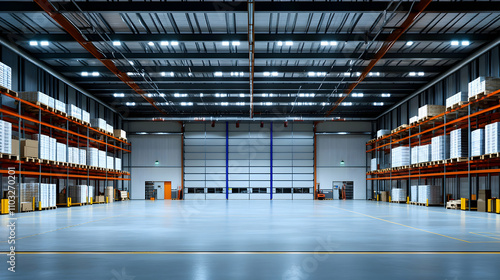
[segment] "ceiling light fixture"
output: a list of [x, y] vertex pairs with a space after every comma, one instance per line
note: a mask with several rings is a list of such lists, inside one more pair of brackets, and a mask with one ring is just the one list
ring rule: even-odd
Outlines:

About this task: Every line above should be copied exactly, apart from any pictures.

Exercise response:
[segment] "ceiling light fixture"
output: a list of [x, y] vertex pairs with a space after every comma, one instance per line
note: a mask with several rings is a list of such lists, inside one more pair of brackets, and a mask with one ring is just the one list
ring rule: even-odd
Outlines:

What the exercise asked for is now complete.